Extracted data entries:
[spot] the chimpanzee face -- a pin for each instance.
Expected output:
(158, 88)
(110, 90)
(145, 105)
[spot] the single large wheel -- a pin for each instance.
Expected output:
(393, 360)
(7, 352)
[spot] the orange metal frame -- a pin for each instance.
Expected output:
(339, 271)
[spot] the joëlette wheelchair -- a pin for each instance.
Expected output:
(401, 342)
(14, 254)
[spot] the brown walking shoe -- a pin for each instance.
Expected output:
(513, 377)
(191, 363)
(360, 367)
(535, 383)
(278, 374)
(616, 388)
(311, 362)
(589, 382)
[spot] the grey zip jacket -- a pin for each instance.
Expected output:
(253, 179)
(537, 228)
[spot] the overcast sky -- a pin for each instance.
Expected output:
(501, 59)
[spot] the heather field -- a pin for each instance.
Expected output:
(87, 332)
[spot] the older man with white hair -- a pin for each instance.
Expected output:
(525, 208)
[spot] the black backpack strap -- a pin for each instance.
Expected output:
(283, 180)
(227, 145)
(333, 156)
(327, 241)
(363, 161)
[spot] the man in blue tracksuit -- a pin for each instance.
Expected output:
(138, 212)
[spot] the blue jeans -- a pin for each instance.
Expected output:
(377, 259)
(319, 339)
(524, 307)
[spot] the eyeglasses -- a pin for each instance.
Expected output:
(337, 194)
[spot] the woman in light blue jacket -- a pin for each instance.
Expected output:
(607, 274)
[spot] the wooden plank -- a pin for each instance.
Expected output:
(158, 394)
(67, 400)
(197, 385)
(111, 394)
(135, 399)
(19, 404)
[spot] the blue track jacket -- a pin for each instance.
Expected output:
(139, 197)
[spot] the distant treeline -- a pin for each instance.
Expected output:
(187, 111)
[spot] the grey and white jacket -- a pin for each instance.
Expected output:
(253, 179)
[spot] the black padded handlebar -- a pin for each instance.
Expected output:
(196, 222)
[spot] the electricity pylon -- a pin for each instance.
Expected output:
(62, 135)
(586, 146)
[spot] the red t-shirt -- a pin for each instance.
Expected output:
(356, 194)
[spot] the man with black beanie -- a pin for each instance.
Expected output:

* [Brief]: Line by line, copy the entries above exactly as they appear.

* [Problem solution]:
[spot] the chimpanzee face -- a pin for each instance.
Expected output:
(158, 88)
(110, 90)
(145, 105)
[spot] the single large wheel -- a pin for each instance.
Expected output:
(393, 360)
(7, 352)
[spot] the orange metal frame -- a pin for each instance.
Expected output:
(339, 271)
[spot] the joëlette wheelchair -- a pin for each instance.
Expected output:
(401, 342)
(14, 254)
[spot] the brown walking shoe -- a pin for each instance.
Expected output:
(513, 377)
(191, 363)
(360, 367)
(535, 383)
(278, 374)
(616, 388)
(311, 362)
(589, 382)
[spot] the grey zip jacket -- a pin for each instance.
Expected output:
(253, 179)
(537, 228)
[spot] the overcast sky -- a pin for each instance.
Expected output:
(501, 59)
[spot] the heather field -- a pin for each instance.
Expected output:
(87, 332)
[spot] the older man with white hair -- a pin for each instance.
Expected output:
(525, 208)
[spot] the black backpack strap -- a pin for each instance.
Expected output:
(283, 180)
(227, 145)
(333, 156)
(327, 241)
(363, 161)
[spot] the man in blue tracksuit -- a pin for each instance.
Expected output:
(138, 212)
[spot] the blue jeans -- a pin for each instance.
Expected output:
(377, 259)
(319, 339)
(524, 307)
[spot] the eyeglasses -- a pin for each instance.
Expected output:
(337, 194)
[spot] the woman in light blue jacket -- a pin for each instance.
Expected output:
(607, 274)
[spot] the wooden plank -- a pin for each instance.
Expected output:
(158, 394)
(67, 400)
(197, 385)
(111, 394)
(135, 399)
(19, 404)
[spot] the blue track jacket -- a pin for each instance.
Expected output:
(139, 197)
[spot] the distant treeline -- a pin for each instance.
Expected output:
(187, 111)
[spot] the grey and white jacket -- a pin for each instance.
Expected output:
(253, 179)
[spot] the black padded handlebar -- a pin for each instance.
Expected output:
(196, 222)
[spot] the electricity pylon -- a pin for each instance.
Expected output:
(62, 135)
(586, 146)
[spot] the red t-shirt -- a pin for each instance.
Expected output:
(356, 194)
[spot] the man with black beanie -- a pin for each instance.
Expected output:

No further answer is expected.